[Records from a collection]
────

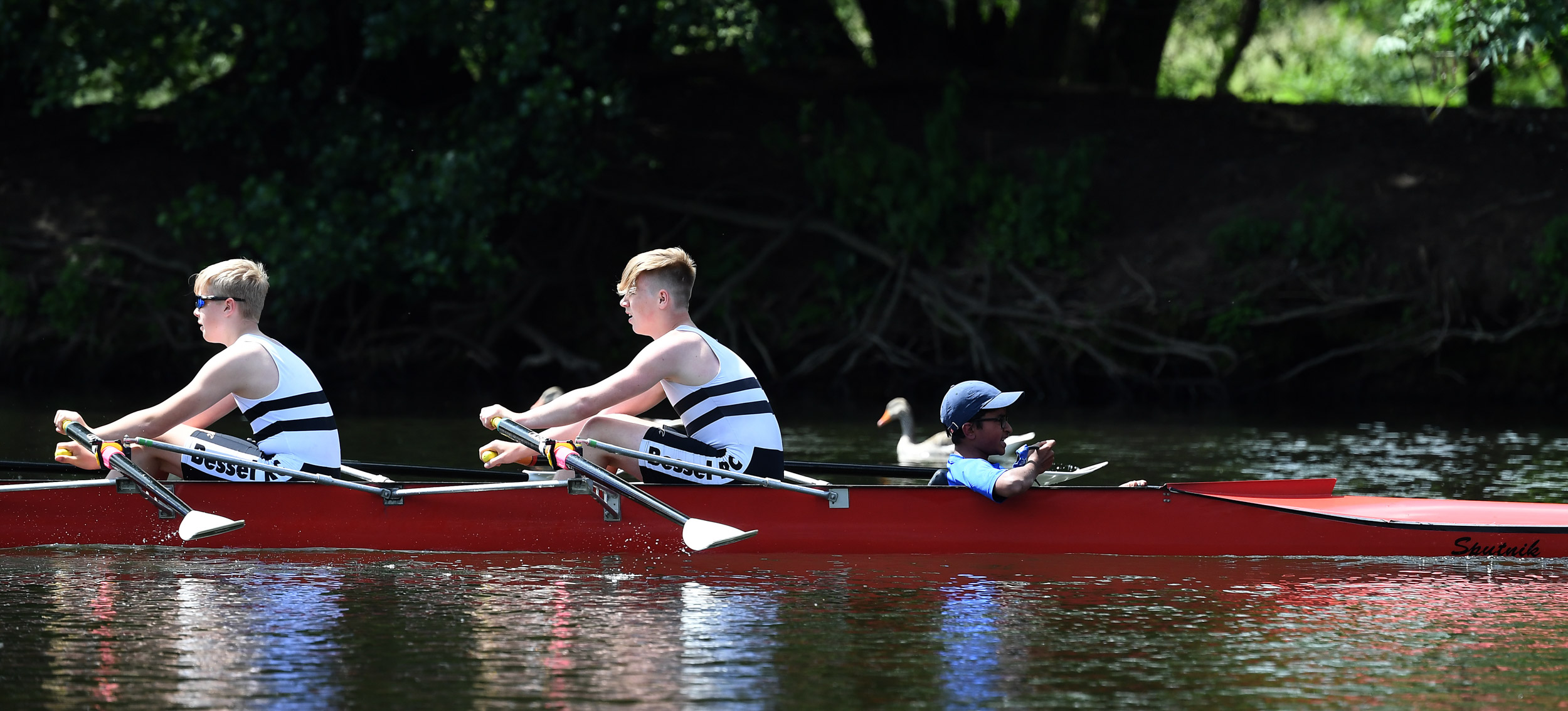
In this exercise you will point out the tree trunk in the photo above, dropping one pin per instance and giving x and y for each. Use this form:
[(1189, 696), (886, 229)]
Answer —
[(1036, 43), (1246, 27), (907, 33), (1482, 85), (1131, 43), (976, 38), (811, 32)]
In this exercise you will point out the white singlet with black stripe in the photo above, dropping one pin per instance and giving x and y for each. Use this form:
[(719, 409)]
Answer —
[(295, 418), (731, 415)]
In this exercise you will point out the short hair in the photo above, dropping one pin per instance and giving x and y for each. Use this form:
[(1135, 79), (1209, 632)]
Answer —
[(236, 278), (673, 267)]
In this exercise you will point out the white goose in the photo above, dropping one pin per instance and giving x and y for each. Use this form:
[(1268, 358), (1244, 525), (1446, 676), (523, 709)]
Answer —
[(935, 448)]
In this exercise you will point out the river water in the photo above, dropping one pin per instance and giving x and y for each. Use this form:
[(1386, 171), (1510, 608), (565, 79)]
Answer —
[(167, 628)]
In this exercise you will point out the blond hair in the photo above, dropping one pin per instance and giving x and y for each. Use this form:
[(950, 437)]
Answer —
[(239, 280), (673, 267)]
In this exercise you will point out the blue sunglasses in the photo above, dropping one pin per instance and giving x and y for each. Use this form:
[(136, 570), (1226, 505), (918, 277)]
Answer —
[(203, 300)]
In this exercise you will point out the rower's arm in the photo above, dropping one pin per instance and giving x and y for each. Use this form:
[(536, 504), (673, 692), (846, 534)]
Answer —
[(640, 404), (214, 414), (209, 395), (637, 380)]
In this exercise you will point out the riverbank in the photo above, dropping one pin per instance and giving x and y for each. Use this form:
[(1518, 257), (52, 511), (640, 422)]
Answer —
[(1224, 253)]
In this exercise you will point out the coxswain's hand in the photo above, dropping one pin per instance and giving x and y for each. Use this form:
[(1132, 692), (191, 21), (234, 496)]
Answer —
[(504, 452), (488, 415), (61, 417), (76, 456), (1042, 456)]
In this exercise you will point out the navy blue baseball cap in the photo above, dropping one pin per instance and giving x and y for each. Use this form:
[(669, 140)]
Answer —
[(968, 399)]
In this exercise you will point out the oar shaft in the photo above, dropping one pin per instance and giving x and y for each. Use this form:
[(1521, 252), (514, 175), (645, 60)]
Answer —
[(124, 465), (258, 465), (526, 437), (707, 470), (864, 470)]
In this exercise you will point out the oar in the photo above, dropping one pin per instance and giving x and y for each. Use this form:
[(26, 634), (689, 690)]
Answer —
[(193, 525), (711, 470), (261, 465), (697, 533), (864, 470), (40, 467)]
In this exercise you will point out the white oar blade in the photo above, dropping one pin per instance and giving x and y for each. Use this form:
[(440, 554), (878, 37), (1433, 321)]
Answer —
[(701, 536), (201, 525), (1052, 478)]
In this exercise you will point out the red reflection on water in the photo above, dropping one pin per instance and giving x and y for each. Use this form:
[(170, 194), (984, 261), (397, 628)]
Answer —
[(102, 606), (560, 647)]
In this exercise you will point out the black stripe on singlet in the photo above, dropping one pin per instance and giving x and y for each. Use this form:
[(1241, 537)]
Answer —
[(311, 424), (761, 407), (719, 390), (319, 398)]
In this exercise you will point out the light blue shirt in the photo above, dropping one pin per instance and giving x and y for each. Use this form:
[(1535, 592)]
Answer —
[(977, 474)]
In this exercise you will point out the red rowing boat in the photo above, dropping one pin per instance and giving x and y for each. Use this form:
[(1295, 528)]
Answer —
[(1209, 518)]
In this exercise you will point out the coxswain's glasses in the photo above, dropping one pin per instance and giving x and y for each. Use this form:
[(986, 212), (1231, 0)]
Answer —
[(204, 300)]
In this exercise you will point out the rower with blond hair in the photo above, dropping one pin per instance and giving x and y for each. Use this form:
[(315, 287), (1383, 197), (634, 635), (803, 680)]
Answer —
[(729, 423), (290, 418)]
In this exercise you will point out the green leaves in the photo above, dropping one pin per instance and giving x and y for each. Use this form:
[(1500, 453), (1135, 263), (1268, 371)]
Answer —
[(936, 205)]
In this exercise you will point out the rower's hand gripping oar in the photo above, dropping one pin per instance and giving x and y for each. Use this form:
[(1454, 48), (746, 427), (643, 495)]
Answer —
[(697, 533), (193, 525)]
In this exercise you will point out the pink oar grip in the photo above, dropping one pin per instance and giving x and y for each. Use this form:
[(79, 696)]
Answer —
[(107, 451)]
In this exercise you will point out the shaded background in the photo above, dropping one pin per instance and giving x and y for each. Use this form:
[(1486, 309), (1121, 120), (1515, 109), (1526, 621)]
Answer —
[(1140, 201)]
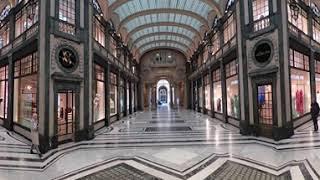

────

WHAT IS BEING ASKED: Copy out again, word for word, the lines from the one containing "In this exercise you will point out the red rowing" through the one containing "[(107, 451)]", including both of those lines.

COMPLETE OUTPUT:
In this exercise you will point out the red rowing boat in the photo above, dropping one pin per instance and giving x and y for each. Use this form:
[(1295, 528)]
Answer —
[(1209, 518)]
In this exercise you will point out the coxswain's glasses in the photo above, dropping one pin per instance and giving x and y for each. Use this form:
[(986, 212), (1231, 0)]
Answer —
[(204, 300)]
In this exercise you will point out the rower with blond hair in the photo above, dropping one pin per instance and giving x and y for each. Use this form:
[(315, 287), (1383, 197), (634, 635), (803, 680)]
Answer —
[(729, 423), (290, 418)]
In this exercise you will point out the green leaves in the photo above, dropping one pin per instance and giving x and y for each. Use this form:
[(1500, 453), (1135, 263), (1268, 371)]
Answer —
[(936, 205)]
In this exercise you will point out the rower's hand gripping oar in the photo above, dropping one pin per instance and giving x and y for each. Use this form:
[(1454, 48), (746, 427), (643, 495)]
Answer —
[(697, 533), (193, 525)]
In this exercise you will point out the pink oar grip in the photo above, dropping one pin per instance and giving x and y for each. Use this form:
[(79, 696)]
Answer —
[(107, 451)]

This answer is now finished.